### Data shown
★ ★ ★ ★

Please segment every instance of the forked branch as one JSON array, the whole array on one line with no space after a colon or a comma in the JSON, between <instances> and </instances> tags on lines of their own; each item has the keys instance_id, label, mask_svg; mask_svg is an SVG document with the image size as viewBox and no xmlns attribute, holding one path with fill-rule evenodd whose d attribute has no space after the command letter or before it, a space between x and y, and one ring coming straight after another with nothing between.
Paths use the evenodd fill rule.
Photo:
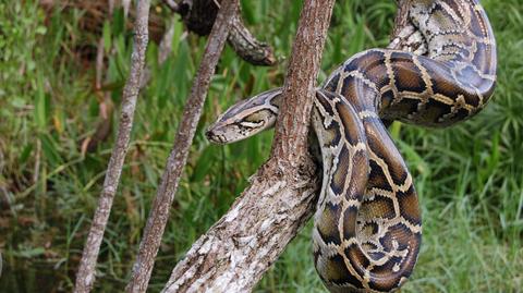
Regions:
<instances>
[{"instance_id":1,"label":"forked branch","mask_svg":"<svg viewBox=\"0 0 523 293\"><path fill-rule=\"evenodd\" d=\"M333 3L304 1L271 158L178 264L165 292L251 291L309 219L319 183L307 131Z\"/></svg>"}]
</instances>

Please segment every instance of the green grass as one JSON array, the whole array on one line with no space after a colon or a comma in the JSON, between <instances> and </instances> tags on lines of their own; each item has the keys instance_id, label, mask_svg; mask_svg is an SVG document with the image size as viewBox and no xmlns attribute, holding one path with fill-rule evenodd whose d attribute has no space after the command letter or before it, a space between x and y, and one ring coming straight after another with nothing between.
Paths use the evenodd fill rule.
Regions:
<instances>
[{"instance_id":1,"label":"green grass","mask_svg":"<svg viewBox=\"0 0 523 293\"><path fill-rule=\"evenodd\" d=\"M0 292L70 291L112 137L82 156L98 117L94 64L78 57L99 36L78 27L82 11L46 19L35 0L0 3ZM474 119L447 130L394 124L392 133L415 176L424 218L419 261L402 292L523 292L523 1L483 1L499 45L499 86ZM217 69L188 164L172 207L151 280L159 291L191 244L227 210L266 159L271 133L220 147L204 127L235 100L280 86L301 1L242 1L277 68L252 66L227 49ZM338 1L320 81L344 59L387 44L393 1ZM17 15L12 17L11 15ZM166 17L167 22L167 17ZM180 39L157 64L137 105L131 149L101 247L97 292L121 291L205 46ZM106 24L111 98L119 106L132 32L119 11ZM118 119L118 113L113 114ZM38 168L35 163L39 162ZM36 181L34 178L36 176ZM9 202L7 204L5 202ZM264 277L257 292L324 292L311 253L311 223Z\"/></svg>"}]
</instances>

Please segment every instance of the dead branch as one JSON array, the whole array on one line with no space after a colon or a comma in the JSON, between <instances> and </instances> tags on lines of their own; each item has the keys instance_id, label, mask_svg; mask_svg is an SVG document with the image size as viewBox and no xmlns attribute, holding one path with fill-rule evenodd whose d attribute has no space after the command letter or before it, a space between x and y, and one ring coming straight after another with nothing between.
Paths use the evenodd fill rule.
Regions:
<instances>
[{"instance_id":1,"label":"dead branch","mask_svg":"<svg viewBox=\"0 0 523 293\"><path fill-rule=\"evenodd\" d=\"M177 265L163 292L252 291L312 216L319 183L306 137L333 3L304 1L271 158Z\"/></svg>"},{"instance_id":2,"label":"dead branch","mask_svg":"<svg viewBox=\"0 0 523 293\"><path fill-rule=\"evenodd\" d=\"M235 13L238 13L238 0L224 1L218 12L191 95L185 105L173 149L169 155L166 171L149 212L138 255L133 266L133 276L126 288L127 292L145 292L147 289L155 257L169 219L169 210L202 114L210 77L215 73L227 36L229 35L231 19Z\"/></svg>"},{"instance_id":3,"label":"dead branch","mask_svg":"<svg viewBox=\"0 0 523 293\"><path fill-rule=\"evenodd\" d=\"M76 274L75 292L89 292L95 281L95 268L107 221L118 190L122 167L127 152L134 110L139 93L139 81L145 63L145 50L148 42L149 0L137 1L134 25L134 45L131 57L131 71L123 88L122 109L117 141L107 168L104 187L87 235Z\"/></svg>"},{"instance_id":4,"label":"dead branch","mask_svg":"<svg viewBox=\"0 0 523 293\"><path fill-rule=\"evenodd\" d=\"M183 0L177 3L173 0L163 0L173 12L182 15L188 30L200 36L210 33L220 2L221 0ZM233 19L228 42L243 60L252 64L270 66L277 62L272 48L251 34L240 13Z\"/></svg>"}]
</instances>

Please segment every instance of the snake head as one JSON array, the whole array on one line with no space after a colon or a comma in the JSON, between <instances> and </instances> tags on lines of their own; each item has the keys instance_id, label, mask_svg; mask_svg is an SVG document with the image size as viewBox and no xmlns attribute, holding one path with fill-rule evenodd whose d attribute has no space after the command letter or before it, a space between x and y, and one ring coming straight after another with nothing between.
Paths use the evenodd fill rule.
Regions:
<instances>
[{"instance_id":1,"label":"snake head","mask_svg":"<svg viewBox=\"0 0 523 293\"><path fill-rule=\"evenodd\" d=\"M281 89L272 89L235 103L209 126L205 135L211 143L229 144L272 127L280 94Z\"/></svg>"}]
</instances>

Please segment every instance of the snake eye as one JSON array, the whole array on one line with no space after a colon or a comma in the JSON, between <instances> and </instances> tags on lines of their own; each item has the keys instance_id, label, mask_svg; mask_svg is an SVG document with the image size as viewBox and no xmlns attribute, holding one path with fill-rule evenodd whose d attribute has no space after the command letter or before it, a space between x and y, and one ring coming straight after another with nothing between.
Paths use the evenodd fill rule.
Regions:
<instances>
[{"instance_id":1,"label":"snake eye","mask_svg":"<svg viewBox=\"0 0 523 293\"><path fill-rule=\"evenodd\" d=\"M259 129L265 124L265 121L241 121L240 125L246 129Z\"/></svg>"}]
</instances>

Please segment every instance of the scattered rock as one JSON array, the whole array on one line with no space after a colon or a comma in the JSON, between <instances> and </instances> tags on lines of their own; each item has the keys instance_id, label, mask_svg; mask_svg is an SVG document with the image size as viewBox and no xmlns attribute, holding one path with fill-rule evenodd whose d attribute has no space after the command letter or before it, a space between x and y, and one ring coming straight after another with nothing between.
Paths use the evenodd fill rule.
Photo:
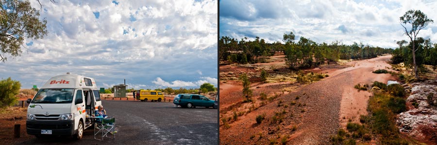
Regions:
<instances>
[{"instance_id":1,"label":"scattered rock","mask_svg":"<svg viewBox=\"0 0 437 145\"><path fill-rule=\"evenodd\" d=\"M426 135L421 133L424 130L421 129L426 128L424 126L437 128L437 107L428 104L427 97L430 93L437 94L437 86L433 85L435 83L435 81L426 81L412 84L411 95L406 99L407 104L416 102L419 105L398 115L396 123L401 131L421 138Z\"/></svg>"},{"instance_id":2,"label":"scattered rock","mask_svg":"<svg viewBox=\"0 0 437 145\"><path fill-rule=\"evenodd\" d=\"M379 88L379 87L378 87L375 86L375 87L372 87L372 90L381 90L381 88Z\"/></svg>"}]
</instances>

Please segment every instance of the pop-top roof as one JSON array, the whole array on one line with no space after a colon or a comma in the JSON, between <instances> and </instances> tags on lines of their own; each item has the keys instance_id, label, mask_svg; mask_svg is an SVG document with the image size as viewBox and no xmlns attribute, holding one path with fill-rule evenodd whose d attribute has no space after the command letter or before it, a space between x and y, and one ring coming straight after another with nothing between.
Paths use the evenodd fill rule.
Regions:
<instances>
[{"instance_id":1,"label":"pop-top roof","mask_svg":"<svg viewBox=\"0 0 437 145\"><path fill-rule=\"evenodd\" d=\"M98 89L94 79L67 73L50 78L41 88L84 88Z\"/></svg>"}]
</instances>

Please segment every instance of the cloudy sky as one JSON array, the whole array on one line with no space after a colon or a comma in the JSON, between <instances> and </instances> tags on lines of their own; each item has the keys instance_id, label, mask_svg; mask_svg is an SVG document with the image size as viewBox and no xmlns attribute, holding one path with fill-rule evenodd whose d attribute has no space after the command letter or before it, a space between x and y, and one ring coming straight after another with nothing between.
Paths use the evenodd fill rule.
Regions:
<instances>
[{"instance_id":1,"label":"cloudy sky","mask_svg":"<svg viewBox=\"0 0 437 145\"><path fill-rule=\"evenodd\" d=\"M318 43L339 41L362 42L393 48L403 35L399 17L410 9L420 10L435 22L419 37L437 43L436 0L220 0L220 36L238 40L258 36L282 42L292 31Z\"/></svg>"},{"instance_id":2,"label":"cloudy sky","mask_svg":"<svg viewBox=\"0 0 437 145\"><path fill-rule=\"evenodd\" d=\"M67 72L106 88L217 86L217 0L40 1L49 34L0 63L0 78L22 88Z\"/></svg>"}]
</instances>

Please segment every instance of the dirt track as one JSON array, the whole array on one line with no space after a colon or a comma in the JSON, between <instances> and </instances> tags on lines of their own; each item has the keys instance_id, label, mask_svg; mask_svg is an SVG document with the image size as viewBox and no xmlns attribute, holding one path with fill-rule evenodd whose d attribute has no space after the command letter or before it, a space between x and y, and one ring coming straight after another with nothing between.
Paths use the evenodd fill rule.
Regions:
<instances>
[{"instance_id":1,"label":"dirt track","mask_svg":"<svg viewBox=\"0 0 437 145\"><path fill-rule=\"evenodd\" d=\"M322 69L321 71L327 72L329 77L283 95L239 117L230 124L231 127L228 129L221 127L220 144L266 144L272 139L280 142L278 136L288 135L287 145L330 144L330 136L335 134L339 128L344 128L349 119L358 122L359 115L367 113L367 101L371 94L367 91L358 92L353 86L358 83L370 85L375 81L386 83L392 79L389 74L371 72L378 69L390 67L386 62L390 58L391 56L387 56L352 61L347 63L349 67L341 69ZM271 92L277 91L278 88L275 90L266 87L257 89L255 91L264 89ZM301 96L300 98L296 99L297 96ZM283 100L285 104L290 106L278 107L279 100ZM291 105L292 101L306 105ZM286 112L283 122L278 124L269 123L275 113L282 110ZM263 114L266 119L261 124L257 124L256 116ZM297 127L294 131L291 129L294 125ZM259 137L259 134L262 134L262 137Z\"/></svg>"}]
</instances>

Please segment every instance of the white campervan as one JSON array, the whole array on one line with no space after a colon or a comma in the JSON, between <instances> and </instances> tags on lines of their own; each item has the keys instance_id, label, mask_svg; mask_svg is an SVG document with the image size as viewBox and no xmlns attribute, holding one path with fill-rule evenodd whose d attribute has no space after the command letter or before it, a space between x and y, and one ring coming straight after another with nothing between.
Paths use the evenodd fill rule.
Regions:
<instances>
[{"instance_id":1,"label":"white campervan","mask_svg":"<svg viewBox=\"0 0 437 145\"><path fill-rule=\"evenodd\" d=\"M28 134L74 135L77 139L94 123L86 115L92 115L101 104L94 79L69 72L50 78L27 102Z\"/></svg>"}]
</instances>

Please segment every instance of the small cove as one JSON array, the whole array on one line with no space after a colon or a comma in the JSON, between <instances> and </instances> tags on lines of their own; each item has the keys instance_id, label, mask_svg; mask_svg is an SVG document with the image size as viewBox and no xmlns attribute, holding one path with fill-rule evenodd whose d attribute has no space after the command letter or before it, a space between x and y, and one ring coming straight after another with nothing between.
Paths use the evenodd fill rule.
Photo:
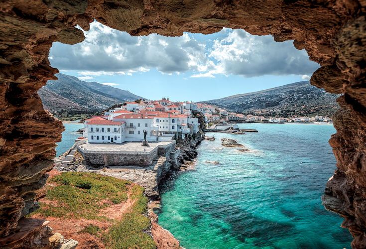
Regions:
<instances>
[{"instance_id":1,"label":"small cove","mask_svg":"<svg viewBox=\"0 0 366 249\"><path fill-rule=\"evenodd\" d=\"M350 248L343 219L320 199L336 168L333 126L240 125L259 132L206 134L216 140L199 145L196 170L165 183L159 224L187 249ZM223 147L223 137L251 151Z\"/></svg>"}]
</instances>

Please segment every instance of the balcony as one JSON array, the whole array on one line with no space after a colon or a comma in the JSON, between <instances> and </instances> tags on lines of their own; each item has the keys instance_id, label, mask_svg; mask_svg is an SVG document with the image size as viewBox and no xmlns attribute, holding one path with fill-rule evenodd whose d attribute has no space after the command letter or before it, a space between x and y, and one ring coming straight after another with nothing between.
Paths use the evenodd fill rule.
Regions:
<instances>
[{"instance_id":1,"label":"balcony","mask_svg":"<svg viewBox=\"0 0 366 249\"><path fill-rule=\"evenodd\" d=\"M97 130L89 130L88 131L88 133L119 133L120 131L120 129L118 129L116 131L115 131L115 130L113 129L111 130L110 131L108 131L106 129L105 129L104 131L102 131L101 130L99 130L98 131Z\"/></svg>"}]
</instances>

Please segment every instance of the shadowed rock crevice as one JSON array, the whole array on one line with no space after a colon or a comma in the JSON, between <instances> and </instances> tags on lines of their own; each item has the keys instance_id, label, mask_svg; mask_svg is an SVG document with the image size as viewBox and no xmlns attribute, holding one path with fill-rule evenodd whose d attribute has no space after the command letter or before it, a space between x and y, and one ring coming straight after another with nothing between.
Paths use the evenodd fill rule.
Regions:
<instances>
[{"instance_id":1,"label":"shadowed rock crevice","mask_svg":"<svg viewBox=\"0 0 366 249\"><path fill-rule=\"evenodd\" d=\"M5 0L0 6L0 236L14 236L17 224L42 194L62 123L43 111L37 91L58 71L47 59L52 42L82 41L94 18L134 35L184 31L211 33L223 27L294 40L321 67L311 83L345 94L334 117L330 143L337 171L326 195L344 210L343 226L366 245L366 2L357 0L201 1ZM38 166L37 166L38 165ZM338 175L342 176L341 181ZM29 240L28 245L29 242Z\"/></svg>"}]
</instances>

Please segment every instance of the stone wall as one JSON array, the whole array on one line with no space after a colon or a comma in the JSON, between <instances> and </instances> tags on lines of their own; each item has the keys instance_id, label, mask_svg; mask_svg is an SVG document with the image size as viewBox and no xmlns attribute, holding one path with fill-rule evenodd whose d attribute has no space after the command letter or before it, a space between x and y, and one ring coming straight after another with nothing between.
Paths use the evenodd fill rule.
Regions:
<instances>
[{"instance_id":1,"label":"stone wall","mask_svg":"<svg viewBox=\"0 0 366 249\"><path fill-rule=\"evenodd\" d=\"M158 149L150 152L90 153L86 151L84 158L93 165L138 165L148 166L158 155Z\"/></svg>"},{"instance_id":2,"label":"stone wall","mask_svg":"<svg viewBox=\"0 0 366 249\"><path fill-rule=\"evenodd\" d=\"M84 150L77 146L77 150L93 166L150 166L158 155L169 158L175 149L175 141L167 145L158 145L151 151L98 151Z\"/></svg>"},{"instance_id":3,"label":"stone wall","mask_svg":"<svg viewBox=\"0 0 366 249\"><path fill-rule=\"evenodd\" d=\"M338 169L327 184L330 210L345 217L354 248L366 246L366 1L365 0L4 0L0 6L0 236L44 194L62 123L43 110L37 91L58 72L55 41L84 39L94 18L134 35L205 34L223 27L294 40L321 66L311 84L344 94L330 143ZM329 199L329 198L328 198ZM325 200L327 199L326 197ZM28 245L29 246L29 245Z\"/></svg>"}]
</instances>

★ ★ ★ ★

### Set problem
Reproduce the lines of the material verbatim, beginning with the line containing "Please segment every instance of the stone" and continuing through the end of the material.

### The solution
Please segment every instance of the stone wall as one JSON array, the whole array on one line with no space after a colon or a comma in the JSON, between <instances> and </instances> tags on lines of their own; each item has the keys instance_id, label, mask_svg; mask_svg is an SVG document with the image size as viewBox and no xmlns attribute, holding one path with fill-rule evenodd whose d attribute has no space after the command letter or before it, a space between x and y, and one ring coming straight after another with nothing between.
Paths use the evenodd fill rule.
Regions:
<instances>
[{"instance_id":1,"label":"stone wall","mask_svg":"<svg viewBox=\"0 0 366 249\"><path fill-rule=\"evenodd\" d=\"M158 149L150 152L90 153L86 151L84 158L93 165L138 165L148 166L158 155Z\"/></svg>"},{"instance_id":2,"label":"stone wall","mask_svg":"<svg viewBox=\"0 0 366 249\"><path fill-rule=\"evenodd\" d=\"M84 150L77 146L77 150L93 166L150 166L158 155L169 158L175 149L175 141L167 145L158 145L151 151L98 151Z\"/></svg>"},{"instance_id":3,"label":"stone wall","mask_svg":"<svg viewBox=\"0 0 366 249\"><path fill-rule=\"evenodd\" d=\"M338 169L327 184L330 210L345 217L354 248L366 246L366 1L365 0L4 0L0 6L0 236L44 194L62 123L43 110L37 91L58 72L55 41L84 39L94 18L134 35L205 34L223 27L294 40L321 66L311 84L344 94L330 143ZM329 199L329 198L328 198ZM325 200L327 199L326 197ZM28 245L29 246L29 245Z\"/></svg>"}]
</instances>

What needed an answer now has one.